### WHAT THE EXERCISE ASKS
Write the next part of the mailing-list post about many small files in Hive ORC tables, picking up after its last sentence.

### SOURCE EXTRACT
----------

You are viewing a plain text version of this content. The canonical link for it is here.
Posted to user@hive.apache.org by Juraj jiv <fa...@gmail.com> on 2015/08/18 17:28:13 UTC
Hive 12 - CDH 5.0.1 - many small files when using ORC table
Hello all,
i have question about ORC table format. We use it as for our datastore
tables but during maintenance i noticed there is many small files inside
tables which I presume doesn't contains any data. They are only 43bytes in
size and they takes around 70% of all files inside table folder.

----------

### INFORMATION SUPPLIED
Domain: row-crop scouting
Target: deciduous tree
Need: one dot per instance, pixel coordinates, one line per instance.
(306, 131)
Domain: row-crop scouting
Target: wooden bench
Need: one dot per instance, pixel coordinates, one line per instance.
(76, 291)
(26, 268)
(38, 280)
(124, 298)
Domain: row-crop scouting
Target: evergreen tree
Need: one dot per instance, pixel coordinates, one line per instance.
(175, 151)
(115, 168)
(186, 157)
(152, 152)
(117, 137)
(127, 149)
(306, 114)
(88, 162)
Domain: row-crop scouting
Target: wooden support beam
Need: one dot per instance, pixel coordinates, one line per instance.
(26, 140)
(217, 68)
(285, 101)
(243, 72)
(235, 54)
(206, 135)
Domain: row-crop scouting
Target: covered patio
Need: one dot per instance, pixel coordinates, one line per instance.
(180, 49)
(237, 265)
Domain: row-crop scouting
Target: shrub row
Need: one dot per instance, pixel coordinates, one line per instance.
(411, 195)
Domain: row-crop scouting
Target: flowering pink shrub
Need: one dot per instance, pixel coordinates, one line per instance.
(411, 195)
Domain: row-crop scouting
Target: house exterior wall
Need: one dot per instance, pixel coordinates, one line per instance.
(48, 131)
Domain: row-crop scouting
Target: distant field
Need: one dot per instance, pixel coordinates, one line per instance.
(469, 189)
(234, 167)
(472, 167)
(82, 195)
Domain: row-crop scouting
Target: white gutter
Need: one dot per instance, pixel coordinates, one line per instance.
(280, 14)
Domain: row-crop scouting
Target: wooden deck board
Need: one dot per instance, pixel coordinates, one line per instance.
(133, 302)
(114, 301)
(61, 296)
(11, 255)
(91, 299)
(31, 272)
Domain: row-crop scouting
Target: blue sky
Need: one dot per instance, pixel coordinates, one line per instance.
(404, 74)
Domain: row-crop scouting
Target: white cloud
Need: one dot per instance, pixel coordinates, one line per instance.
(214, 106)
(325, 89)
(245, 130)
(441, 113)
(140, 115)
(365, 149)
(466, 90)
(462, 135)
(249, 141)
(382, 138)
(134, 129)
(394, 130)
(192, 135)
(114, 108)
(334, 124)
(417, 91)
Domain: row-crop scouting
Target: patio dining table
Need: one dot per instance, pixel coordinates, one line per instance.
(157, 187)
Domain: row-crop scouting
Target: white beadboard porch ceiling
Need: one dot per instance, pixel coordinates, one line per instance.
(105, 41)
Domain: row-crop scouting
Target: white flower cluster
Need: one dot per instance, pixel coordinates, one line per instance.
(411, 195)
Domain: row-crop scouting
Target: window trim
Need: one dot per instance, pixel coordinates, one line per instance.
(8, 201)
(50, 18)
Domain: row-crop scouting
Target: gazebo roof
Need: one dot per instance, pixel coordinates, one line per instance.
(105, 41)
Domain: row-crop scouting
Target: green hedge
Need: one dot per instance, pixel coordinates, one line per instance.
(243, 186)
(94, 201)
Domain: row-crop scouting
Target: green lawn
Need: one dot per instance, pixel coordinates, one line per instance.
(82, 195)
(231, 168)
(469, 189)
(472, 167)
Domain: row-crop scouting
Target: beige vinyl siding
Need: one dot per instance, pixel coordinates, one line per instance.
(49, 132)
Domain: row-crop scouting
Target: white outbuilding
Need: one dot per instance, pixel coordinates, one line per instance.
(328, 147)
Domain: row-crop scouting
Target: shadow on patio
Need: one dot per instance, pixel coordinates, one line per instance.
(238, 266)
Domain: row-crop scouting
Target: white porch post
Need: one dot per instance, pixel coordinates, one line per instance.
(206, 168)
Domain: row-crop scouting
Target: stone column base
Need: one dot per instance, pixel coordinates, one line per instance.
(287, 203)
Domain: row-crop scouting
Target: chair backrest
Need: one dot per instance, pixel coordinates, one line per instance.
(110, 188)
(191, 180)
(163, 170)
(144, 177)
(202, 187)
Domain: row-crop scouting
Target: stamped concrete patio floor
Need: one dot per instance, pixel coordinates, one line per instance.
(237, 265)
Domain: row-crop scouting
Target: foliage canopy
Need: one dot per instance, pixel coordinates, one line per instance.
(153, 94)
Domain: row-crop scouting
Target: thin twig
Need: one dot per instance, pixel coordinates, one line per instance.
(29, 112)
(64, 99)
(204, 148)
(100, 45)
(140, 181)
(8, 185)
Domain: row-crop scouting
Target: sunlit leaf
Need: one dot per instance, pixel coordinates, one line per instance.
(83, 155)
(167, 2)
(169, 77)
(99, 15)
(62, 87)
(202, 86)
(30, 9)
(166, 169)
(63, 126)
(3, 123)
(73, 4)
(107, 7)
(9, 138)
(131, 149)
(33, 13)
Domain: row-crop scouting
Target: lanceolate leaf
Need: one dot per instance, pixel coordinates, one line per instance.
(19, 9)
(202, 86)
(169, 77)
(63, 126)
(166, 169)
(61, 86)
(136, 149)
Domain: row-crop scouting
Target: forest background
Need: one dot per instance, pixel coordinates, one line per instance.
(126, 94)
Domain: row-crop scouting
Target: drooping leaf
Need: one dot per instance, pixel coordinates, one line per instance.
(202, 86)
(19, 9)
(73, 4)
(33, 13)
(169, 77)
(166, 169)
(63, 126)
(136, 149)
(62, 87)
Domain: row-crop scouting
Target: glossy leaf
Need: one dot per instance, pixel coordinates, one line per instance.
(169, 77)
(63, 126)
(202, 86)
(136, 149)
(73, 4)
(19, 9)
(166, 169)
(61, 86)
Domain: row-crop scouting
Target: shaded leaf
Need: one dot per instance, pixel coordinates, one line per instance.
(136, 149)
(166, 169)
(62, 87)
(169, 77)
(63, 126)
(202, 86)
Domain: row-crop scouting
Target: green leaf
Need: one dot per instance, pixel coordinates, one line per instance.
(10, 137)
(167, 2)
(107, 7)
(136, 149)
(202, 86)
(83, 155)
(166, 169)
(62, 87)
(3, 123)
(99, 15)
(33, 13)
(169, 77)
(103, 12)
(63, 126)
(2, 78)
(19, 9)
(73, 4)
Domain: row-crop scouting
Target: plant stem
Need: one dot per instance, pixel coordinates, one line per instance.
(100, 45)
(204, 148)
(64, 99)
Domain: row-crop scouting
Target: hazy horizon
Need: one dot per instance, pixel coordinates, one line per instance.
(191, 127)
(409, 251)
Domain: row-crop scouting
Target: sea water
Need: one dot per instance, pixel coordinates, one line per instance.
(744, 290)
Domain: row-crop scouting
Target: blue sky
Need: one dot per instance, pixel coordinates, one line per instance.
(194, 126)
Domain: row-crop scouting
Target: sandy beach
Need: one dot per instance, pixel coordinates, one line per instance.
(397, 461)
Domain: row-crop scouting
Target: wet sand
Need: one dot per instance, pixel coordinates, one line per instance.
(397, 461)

----------

### EXPECTED ANSWER
For example (grep 43 bytes is size and other):
hadoop@hadoopnn:~$ hdfs dfs -du -h
/user/hive/warehouse/dwh.db/<table>/date_report_start_part=2015-07-30 |
grep "^43 " | wc -l
7448
hadoop@hadoopnn:~$ hdfs dfs -du -h
/user/hive/warehouse/dwh.db/<table>/date_report_start_part=2015-07-30 |
grep -v "^43 " | wc -l
4712
Why is that? Why is there those many 43bytes files?
Ascii content of the files is, which i guess is just ORC header:
0@▒▒▒"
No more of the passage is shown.